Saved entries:
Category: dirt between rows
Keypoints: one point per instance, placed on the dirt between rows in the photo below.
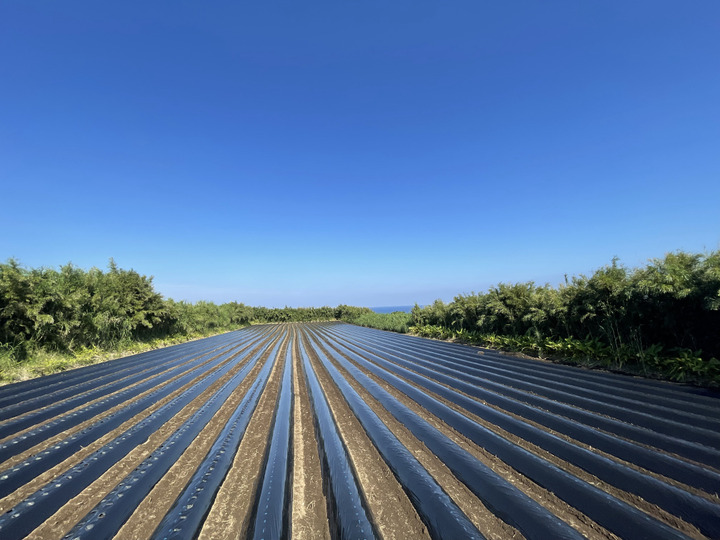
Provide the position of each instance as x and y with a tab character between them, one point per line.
576	519
38	482
485	521
48	443
74	510
391	511
309	516
233	509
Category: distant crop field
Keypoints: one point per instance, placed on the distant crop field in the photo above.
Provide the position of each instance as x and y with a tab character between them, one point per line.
330	430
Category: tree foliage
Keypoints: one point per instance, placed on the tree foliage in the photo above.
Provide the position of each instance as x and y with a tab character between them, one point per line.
70	308
672	304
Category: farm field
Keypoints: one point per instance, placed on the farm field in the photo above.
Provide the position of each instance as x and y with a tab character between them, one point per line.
329	430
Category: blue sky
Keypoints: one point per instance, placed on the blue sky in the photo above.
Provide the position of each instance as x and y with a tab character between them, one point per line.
369	153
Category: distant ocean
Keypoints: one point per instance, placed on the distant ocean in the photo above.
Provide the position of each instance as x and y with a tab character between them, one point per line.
390	309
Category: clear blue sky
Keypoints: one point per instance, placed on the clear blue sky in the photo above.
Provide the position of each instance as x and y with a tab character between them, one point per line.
369	153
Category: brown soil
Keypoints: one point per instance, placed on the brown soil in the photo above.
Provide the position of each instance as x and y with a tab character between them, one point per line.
389	507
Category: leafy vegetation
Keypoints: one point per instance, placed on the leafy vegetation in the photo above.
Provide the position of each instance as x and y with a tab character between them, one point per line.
52	320
396	321
662	319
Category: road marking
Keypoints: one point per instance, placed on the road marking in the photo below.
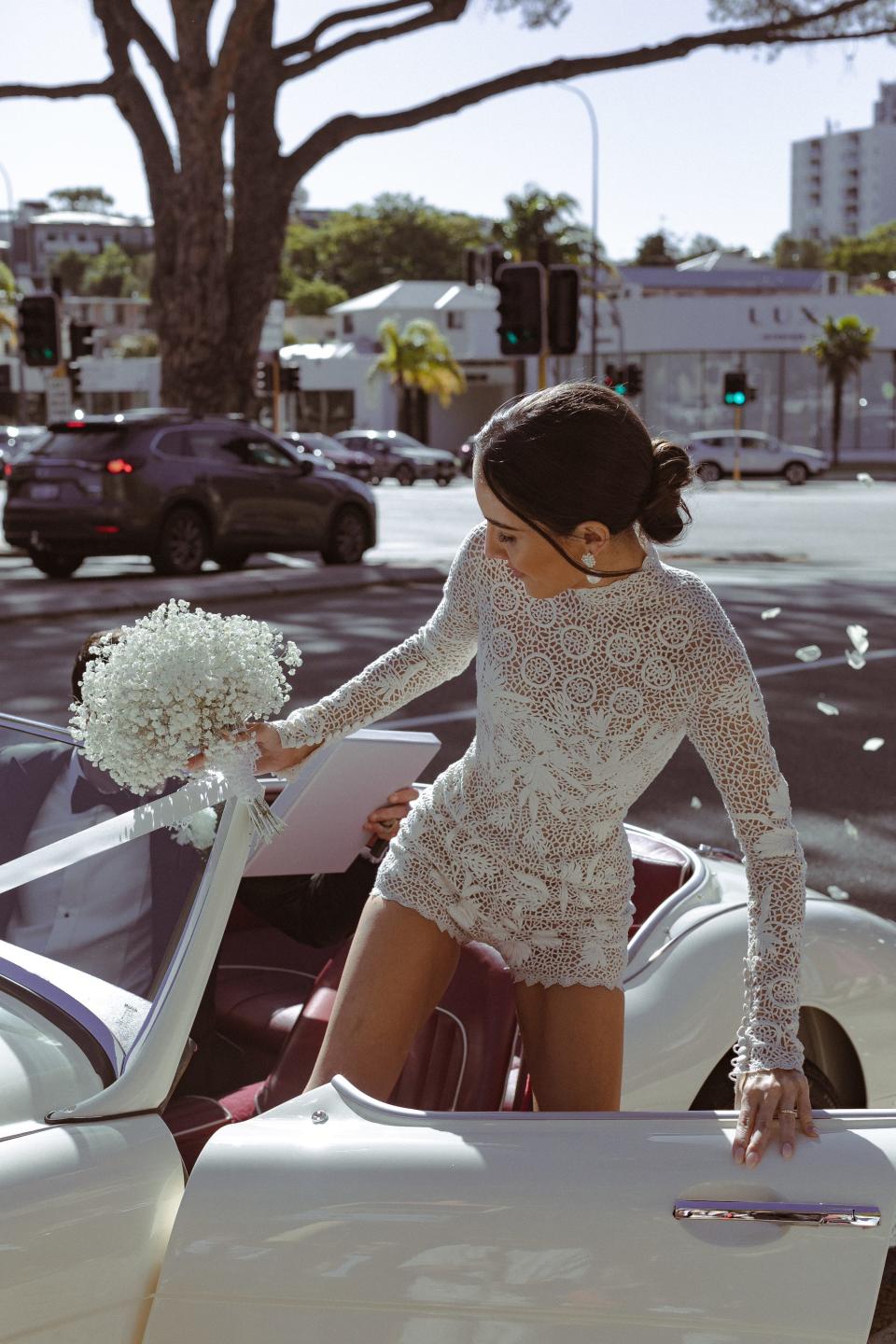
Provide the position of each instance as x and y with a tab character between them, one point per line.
425	721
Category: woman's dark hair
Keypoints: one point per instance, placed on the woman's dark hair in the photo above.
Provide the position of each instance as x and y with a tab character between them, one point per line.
578	452
86	653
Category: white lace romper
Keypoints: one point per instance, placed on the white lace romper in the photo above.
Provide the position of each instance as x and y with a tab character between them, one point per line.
581	699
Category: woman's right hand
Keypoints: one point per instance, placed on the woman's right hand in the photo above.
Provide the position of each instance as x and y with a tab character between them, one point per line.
273	757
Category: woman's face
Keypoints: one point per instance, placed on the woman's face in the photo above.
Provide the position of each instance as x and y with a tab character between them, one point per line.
525	552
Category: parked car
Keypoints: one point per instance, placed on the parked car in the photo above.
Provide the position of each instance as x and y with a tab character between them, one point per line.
465	457
360	465
400	455
263	1214
713	454
180	489
18	440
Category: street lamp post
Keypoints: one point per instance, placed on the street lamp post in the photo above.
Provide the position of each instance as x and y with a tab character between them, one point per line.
594	220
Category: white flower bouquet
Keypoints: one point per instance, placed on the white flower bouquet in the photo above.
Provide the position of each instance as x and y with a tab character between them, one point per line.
176	683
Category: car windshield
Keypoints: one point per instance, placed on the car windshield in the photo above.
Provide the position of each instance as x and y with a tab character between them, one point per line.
78	443
91	906
402	440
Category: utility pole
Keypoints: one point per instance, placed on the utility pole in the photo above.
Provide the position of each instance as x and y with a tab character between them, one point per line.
593	119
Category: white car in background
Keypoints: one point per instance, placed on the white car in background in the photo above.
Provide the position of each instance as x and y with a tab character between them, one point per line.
450	1212
713	454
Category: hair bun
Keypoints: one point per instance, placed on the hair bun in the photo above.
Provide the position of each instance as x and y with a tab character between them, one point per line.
664	515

Task to complete: Take the entries above and return only the lines from the one with "Category: utility pole" to the one with "Keypoints: one point per instance, placed on the white car", both included, unchanged.

Reply to the exercise:
Category: utility pole
Keypoints: one point per instance, placed on the utility pole in the photo above.
Provide the position of each instance as x and y with a tab character between them, one point per line.
593	119
Category: white car in background
Keypoints: one point per instance, placed on the white car in background in the photo above.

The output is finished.